* Page
In his Reply, Plaintiff contends he need not show “justifiable excuse” for failing to serve. (Doc. 66.) Rather, Plaintiff argues, “good cause” must be shown, he has shown that good cause. (Id.) In support, Plaintiff cites Farm Bureau Prop. & Cas. Ins. Co. v. Hewlett-Packard Co., 2015 WL 2345655 (D. Ariz. May 15, 2015). That case, though, is inapposite. In Farm Bureau, Judge Campbell analyzed a motion to dismiss under Rule 12(b)(5) in a removal case. The court observed that “a federal court applies state law when the service occurred before removal, but was defective for reasons such as being past a state-law deadline.” Id. at *1 (internal citations omitted). By contrast, the case at bar is not a removal case. Plaintiff brought this federal civil rights action in federal court. Therefore, the Court does not apply Arizona state law when determining the sufficiency of service of process. See id.
C. Applicable Law
In this action, which was brought under a federal statute, the Court applies Rule 4 of the Federal Rules of Civil Procedure. Rule 4(m) governs the time limit for service of a complaint. That Rule provides:
If a defendant is not served within 90 days after the complaint is filed, the court-on motion or on its own after notice to the plaintiff-must dismiss the action without prejudice against that defendant or order that service be made within a specified time. But if the plaintiff shows good cause for the failure, the court must extend the time for service for an appropriate period.
Thus, the question before the Court is whether Plaintiff has shown good cause for the failure to timely serve Officer Gomez. If good cause is shown, time must be extended. Id.
As opposed to the case law cited by Plaintiff, the Court considers binding federal precedent when deciding whether “good cause” exists under Rule 4(m). In the Ninth Circuit, “[a]t a minimum, good cause means excusable neglect.” In re Sheehan, 253 F.3d 507, 512 (9th Cir. 2001) (brackets in original) (internal quotation marks and citations omitted). Negligence by counsel and ignorance of the Rules is not good cause. See Townsel v. Contra Costa Cnty., Cal., 820 F.2d 319, 320-21 (9th Cir. 1987). When determining whether a plaintiff has shown good cause, the Court has broad discretion, and there is no specific test to apply. In re Sheehan, 253 F.3d at 513. However, the Court can consider whether a plaintiff has shown: “(a) the party to be served received actual notice of the lawsuit; (b) the defendant would suffer no prejudice; and (c) plaintiff would be severely prejudiced if his complaint were dismissed.” Id. at 512 (quoting Boudette v. Barnette, 923 F.2d 754, 756 (9th Cir. 1991)).
D. Analysis
In support of his Motion, Plaintiff asserts that he has “been diligently trying to serve Officer Gomez by hiring a process server who performed a skip trace, filing two motion and awaiting the Court rulings. Gomez's common name made it impossible for Plaintiff to locate him.” (Doc. 66 at 2.) Plaintiff goes on to state he “immediately accomplished service” by publication after receiving the Court's second ruling. (Id.)

* Material provided
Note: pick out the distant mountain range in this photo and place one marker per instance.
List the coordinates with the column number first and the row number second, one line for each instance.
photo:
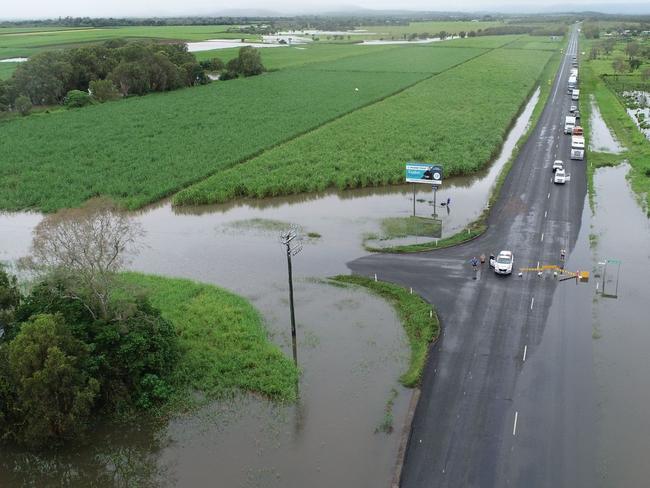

* Exercise instructions
Continue the court's analysis of whether Plaintiff had good cause for the late service on Officer Gomez, starting right after its last sentence.

* Result below
Therefore, Plaintiff indicates that he continued his efforts to serve by publication after receiving the Court's second Order regarding the publication issue. Plaintiff's position is somewhat baffling to the Court, given that the Court's second Order denied publication for a second time and went so far as to suggest what steps Plaintiff could take to cure the defect. (Doc. 62 at 2.) The Court has been provided with no indication whatsoever that Plaintiff made any effort to cure (much less acknowledge) the defect identified by the Court in its most recent Order. Instead, Plaintiff has filed the instant Motion, which essentially says Plaintiff continued on his previous course despite the Court denying publication on two occasions and seeks more time to complete that course.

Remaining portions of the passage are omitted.